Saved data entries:
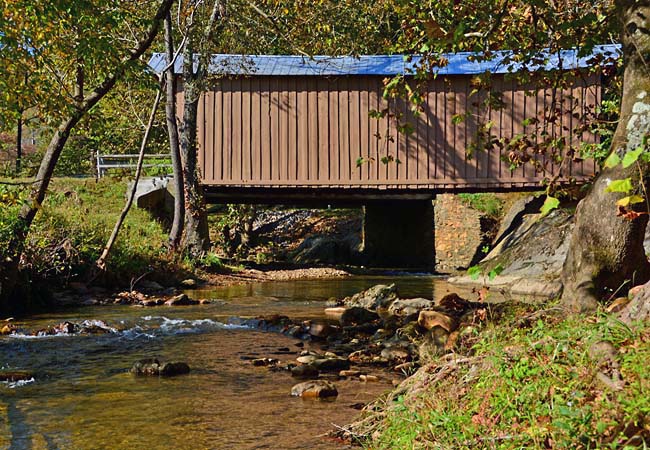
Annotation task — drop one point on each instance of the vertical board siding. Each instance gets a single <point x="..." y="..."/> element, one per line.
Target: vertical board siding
<point x="311" y="131"/>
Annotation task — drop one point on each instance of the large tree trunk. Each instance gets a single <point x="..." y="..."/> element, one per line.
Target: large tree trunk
<point x="172" y="130"/>
<point x="19" y="142"/>
<point x="606" y="250"/>
<point x="196" y="239"/>
<point x="9" y="264"/>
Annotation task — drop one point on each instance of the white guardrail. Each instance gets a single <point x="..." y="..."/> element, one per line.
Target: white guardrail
<point x="105" y="162"/>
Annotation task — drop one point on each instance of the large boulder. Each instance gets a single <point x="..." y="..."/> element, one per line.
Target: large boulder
<point x="357" y="316"/>
<point x="531" y="256"/>
<point x="180" y="300"/>
<point x="314" y="389"/>
<point x="153" y="367"/>
<point x="638" y="309"/>
<point x="379" y="296"/>
<point x="431" y="319"/>
<point x="331" y="364"/>
<point x="324" y="249"/>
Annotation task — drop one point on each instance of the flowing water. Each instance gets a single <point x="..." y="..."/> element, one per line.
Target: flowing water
<point x="82" y="396"/>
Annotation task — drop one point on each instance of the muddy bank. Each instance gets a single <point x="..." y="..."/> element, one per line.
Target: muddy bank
<point x="527" y="255"/>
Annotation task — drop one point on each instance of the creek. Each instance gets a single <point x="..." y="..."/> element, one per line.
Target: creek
<point x="83" y="397"/>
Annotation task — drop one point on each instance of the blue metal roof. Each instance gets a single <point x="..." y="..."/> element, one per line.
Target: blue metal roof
<point x="384" y="65"/>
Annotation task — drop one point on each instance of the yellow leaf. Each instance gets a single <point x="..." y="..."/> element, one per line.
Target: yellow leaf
<point x="630" y="200"/>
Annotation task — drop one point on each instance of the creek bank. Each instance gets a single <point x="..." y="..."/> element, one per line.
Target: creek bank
<point x="153" y="367"/>
<point x="528" y="253"/>
<point x="590" y="385"/>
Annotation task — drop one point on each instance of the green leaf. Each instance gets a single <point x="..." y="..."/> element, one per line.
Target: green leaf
<point x="630" y="200"/>
<point x="624" y="186"/>
<point x="612" y="160"/>
<point x="492" y="274"/>
<point x="474" y="272"/>
<point x="549" y="205"/>
<point x="631" y="157"/>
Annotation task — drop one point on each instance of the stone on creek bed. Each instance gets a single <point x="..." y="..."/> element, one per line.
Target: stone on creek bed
<point x="153" y="367"/>
<point x="15" y="375"/>
<point x="314" y="389"/>
<point x="181" y="300"/>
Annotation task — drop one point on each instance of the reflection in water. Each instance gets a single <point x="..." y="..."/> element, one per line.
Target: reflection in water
<point x="84" y="398"/>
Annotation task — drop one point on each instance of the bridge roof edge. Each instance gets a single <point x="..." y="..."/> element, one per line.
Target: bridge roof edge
<point x="389" y="65"/>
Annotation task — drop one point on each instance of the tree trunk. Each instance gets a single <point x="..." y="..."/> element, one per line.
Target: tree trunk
<point x="9" y="265"/>
<point x="196" y="239"/>
<point x="606" y="250"/>
<point x="19" y="142"/>
<point x="172" y="130"/>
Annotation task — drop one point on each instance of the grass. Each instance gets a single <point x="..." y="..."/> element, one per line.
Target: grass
<point x="73" y="225"/>
<point x="527" y="387"/>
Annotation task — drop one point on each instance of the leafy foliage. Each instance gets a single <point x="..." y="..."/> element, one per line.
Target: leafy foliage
<point x="529" y="387"/>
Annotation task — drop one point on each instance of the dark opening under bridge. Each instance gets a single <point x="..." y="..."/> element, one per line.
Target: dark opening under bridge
<point x="289" y="129"/>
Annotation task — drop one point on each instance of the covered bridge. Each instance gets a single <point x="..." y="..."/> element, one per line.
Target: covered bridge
<point x="289" y="129"/>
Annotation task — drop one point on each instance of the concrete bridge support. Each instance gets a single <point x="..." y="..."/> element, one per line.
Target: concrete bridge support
<point x="399" y="234"/>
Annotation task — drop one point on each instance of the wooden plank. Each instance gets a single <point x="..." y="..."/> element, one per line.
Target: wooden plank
<point x="206" y="136"/>
<point x="334" y="155"/>
<point x="302" y="117"/>
<point x="246" y="130"/>
<point x="266" y="114"/>
<point x="217" y="135"/>
<point x="312" y="112"/>
<point x="292" y="130"/>
<point x="256" y="129"/>
<point x="356" y="87"/>
<point x="373" y="132"/>
<point x="481" y="153"/>
<point x="237" y="129"/>
<point x="344" y="129"/>
<point x="228" y="129"/>
<point x="276" y="101"/>
<point x="283" y="132"/>
<point x="323" y="130"/>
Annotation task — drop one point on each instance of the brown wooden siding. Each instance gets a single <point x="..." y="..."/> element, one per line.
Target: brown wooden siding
<point x="311" y="131"/>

### WHAT IS REQUIRED
Reproduce every line of the records above, replacing "drop one point" with "place one point" and keeping everything else unchanged. Omit the pictures from your output.

### ANSWER FOR THE TASK
Annotation task — place one point on each instance of the vertical board siding. Each instance gets a single <point x="..." y="..."/> element, one per line.
Target: vertical board siding
<point x="311" y="131"/>
Annotation task — place one point on each instance of the large tree trunk. Each instance gets a single <point x="..." y="..."/> element, one per line.
Target: large tree trunk
<point x="172" y="130"/>
<point x="19" y="142"/>
<point x="606" y="250"/>
<point x="196" y="239"/>
<point x="9" y="264"/>
Annotation task — place one point on each instance of the white guardrail. Each instance gets a single <point x="..." y="..."/> element, one per line.
Target: white guardrail
<point x="105" y="162"/>
Annotation task — place one point on each instance of the large boulder. Each instance gets a single <point x="..." y="..."/> element, one per line.
Target: large boulder
<point x="357" y="316"/>
<point x="531" y="256"/>
<point x="180" y="300"/>
<point x="314" y="389"/>
<point x="153" y="367"/>
<point x="638" y="309"/>
<point x="379" y="296"/>
<point x="431" y="319"/>
<point x="331" y="364"/>
<point x="324" y="249"/>
Annotation task — place one point on each instance of the flowing water. Each instance gets a single <point x="..." y="..."/> element, one per line.
Target: flowing water
<point x="82" y="396"/>
Annotation task — place one point on each instance of the muddy bank. Each instance gets a single <point x="..." y="..."/> element, one per line.
Target: muddy bank
<point x="527" y="255"/>
Annotation task — place one point on each instance of the creek. Each instance gets a single <point x="..." y="..."/> element, one per line.
Target: creek
<point x="83" y="397"/>
Annotation task — place one point on each instance of the blue metal roof. Each instance gets a single <point x="..." y="..."/> element, one per line.
Target: blue metal roof
<point x="384" y="65"/>
Annotation task — place one point on each instance of the yellow leaf. Each instance gets a single <point x="..." y="..."/> element, one per line.
Target: yellow leaf
<point x="630" y="200"/>
Annotation task — place one point on each instance of the creek bank. Each instance gets a single <point x="..." y="..."/> element, one per line.
Target: creek bank
<point x="153" y="367"/>
<point x="528" y="253"/>
<point x="590" y="385"/>
Annotation task — place one point on each instance of the green leaf. Each instance gets a single <point x="..." y="..."/> element, one per line.
Target: green leaf
<point x="630" y="200"/>
<point x="624" y="186"/>
<point x="612" y="160"/>
<point x="492" y="274"/>
<point x="474" y="272"/>
<point x="549" y="205"/>
<point x="631" y="157"/>
Annotation task — place one point on each instance of the stone on creek bed. Each instance gets a single <point x="..." y="..."/> element, one per line.
Target: stone on creek bed
<point x="153" y="367"/>
<point x="15" y="375"/>
<point x="314" y="389"/>
<point x="181" y="300"/>
Annotation task — place one point on each instance of the reflection in water. Each instance gets a single <point x="..." y="..."/> element, one per line.
Target: reflection in water
<point x="84" y="398"/>
Annotation task — place one point on each instance of the bridge roof edge. Each instance gets a single <point x="..." y="..."/> element, one per line.
Target: bridge roof edge
<point x="389" y="65"/>
Annotation task — place one point on each instance of the tree trunk. Each instance gets a single <point x="..." y="..."/> element, one per line.
Target: tree trunk
<point x="9" y="265"/>
<point x="196" y="239"/>
<point x="606" y="250"/>
<point x="19" y="142"/>
<point x="172" y="130"/>
Annotation task — place one point on each instance of the grass. Each instance gets a single <point x="..." y="..."/> element, one per line.
Target: grass
<point x="73" y="225"/>
<point x="527" y="387"/>
Annotation task — place one point on each instance of the leafy foliage. Each instance gets a single <point x="..." y="..."/> element, one per line.
Target: leafy foliage
<point x="529" y="387"/>
Annotation task — place one point on each instance of the dark opening under bridge. Each instance gets a single <point x="..." y="..."/> element, one per line.
Target: dark opening under bridge
<point x="289" y="129"/>
Annotation task — place one point on each instance of the covered bridge. Each instance gets a single <point x="..." y="..."/> element, one per line.
Target: covered bridge
<point x="289" y="129"/>
Annotation task — place one point on each instance of the concrete bridge support. Each instance gets a single <point x="..." y="..."/> element, one per line.
Target: concrete bridge support
<point x="399" y="234"/>
Annotation task — place one point on each instance of the wooden plank. Each instance gets a single <point x="..." y="..."/> element, one per line.
Target: wooden plank
<point x="206" y="136"/>
<point x="334" y="155"/>
<point x="302" y="117"/>
<point x="246" y="130"/>
<point x="266" y="114"/>
<point x="217" y="135"/>
<point x="312" y="112"/>
<point x="292" y="130"/>
<point x="256" y="129"/>
<point x="356" y="87"/>
<point x="373" y="132"/>
<point x="481" y="153"/>
<point x="237" y="129"/>
<point x="344" y="129"/>
<point x="228" y="129"/>
<point x="276" y="101"/>
<point x="283" y="132"/>
<point x="323" y="130"/>
Annotation task — place one point on each instance of the brown wooden siding. Each instance gets a single <point x="..." y="..."/> element, one per line.
Target: brown wooden siding
<point x="311" y="131"/>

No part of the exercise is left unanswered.